- 待解问题
1) 请依据所给节选回答下列问题:
(a) 第49题要求注意的细节有哪些?
(b) 若普通树的孩子节点有指向父节点的指针,该问题转变为求什么?
(c) 函数 createTree 以哪个字符表示空结点?
2) 所给节选中,普通树的"思路1"是如何判定答案结点的?其时间复杂度为何较高?请用一至三句话说明。
3) 请从所给节选中的最低公共祖先代码停止之处往下续写。

Chapter7: question 49 - 50

49. 把字符串转换为整数

很多细节需要注意。(空格,符号,溢出等)

Go: 8. String to Integer (atoi)

50. 树种两个结点的最低公共祖先

A. 若是二叉搜索树,直接与根结点对比。 若都大于根节点,则在友子树;若都小于根节点,则在左子树;若根节点介于两数之间,则根节点即为答案。

B. 普通树,若是孩子节点有指向父节点的指针,则问题变为求两个链表的第一个公共结点。 如:37题。

C. 普通树:思路1,若一个结点的子树同时包含两个结点,而它的任一孩子结点的子树却不能同时包含,则该节点即为答案。需要重复遍历,时间复杂度较高。

思路2:先序优先遍历,分别记录从根节点到两个结点的路径。然后转换为求第一个公共结点问题。

#include <iostream>
#include <string>
#include <list>
using namespace std; typedef struct Node
{
char v; // In this code, default positive Integer.
Node *child[3];
Node(char x) : v(x){ child[0] = NULL; child[1] = NULL;child[2] = NULL; }
} Tree;
typedef list<Node*> PATH;
/********************************************************/
/***** Basic functions for tree ***********/
Tree* createTree() // input a preOrder sequence, 0 denote empty node.
{
Node *pRoot = NULL;
char r;
cin >> r;
if(r != '0') // equal to if(!r) return;
{
pRoot = new Node(r);
for(int i = 0; i < 3; ++i)
pRoot->child[i] = createTree();
}
return pRoot;
}
void printTree(Tree *root, int level = 1){
if(root == NULL) { cout << "NULL"; return; };
string s;
for(int i = 0; i < level; ++i) s += "\t";
printf("%c", root->v);
for(int i = 0; i < 3; ++i)

- 所给数据
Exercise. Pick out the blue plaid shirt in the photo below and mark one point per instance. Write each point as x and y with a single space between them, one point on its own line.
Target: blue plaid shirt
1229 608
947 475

- 各题答案
1)
(a) 空格、符号、溢出等。
(b) 求两个链表的第一个公共结点。
(c) 字符 '0'。

2) 若某结点的子树同时包含两个结点,而它的任一孩子结点的子树都不能同时包含这两个结点,则该结点即为答案。由于这种方法需要重复遍历,所以时间复杂度较高。

3)
{
cout << endl << s;
printTree(root->child[i], level+1);
}
}
void releaseTree(Tree *root){
if(root == NULL) return;
for(int i = 0; i < 3; ++i)
releaseTree(root->child[i]);
delete[] root;
root = NULL;
}
/******************************************************************/
/**** 获取第一个公共父节点 ******/
bool getPath(Tree *root, Node *node, PATH& path)
{
if(root == NULL) return false;
path.push_back(root);
if(root == node)
return true;
bool found = false;
for(int i = 0; i < 3; ++i)
{
found = getPath(root->child[i], node, path);
if(found) break;
}
if(!found) path.pop_back();
return found;
} Node* getLastCommonNode(const PATH &path1, const PATH &path2) // get the last common node of two lists
{
Node *father = NULL;
for(auto it1 = path1.begin(), it2 = path2.begin(); it1 != path1.end() && it2 != path2.end(); ++it1, ++it2)
{
if(*it1 == *it2) father = *it1;
else break;
}
return father;
} Node* getFirstCommonFather(Tree *root, Node *node1, Node *node2)
{
if(root == NULL || node1 == NULL || node2 == NULL) return NULL;
PATH path1, path2;
if(getPath(root, node1, path1) && getPath(root, node2, path2))
return getLastCommonNode(path1, path2);
return NULL;
}
/************************************************************************/
int main(){
int TestTime = 3, k = 1;
while(k <= TestTime)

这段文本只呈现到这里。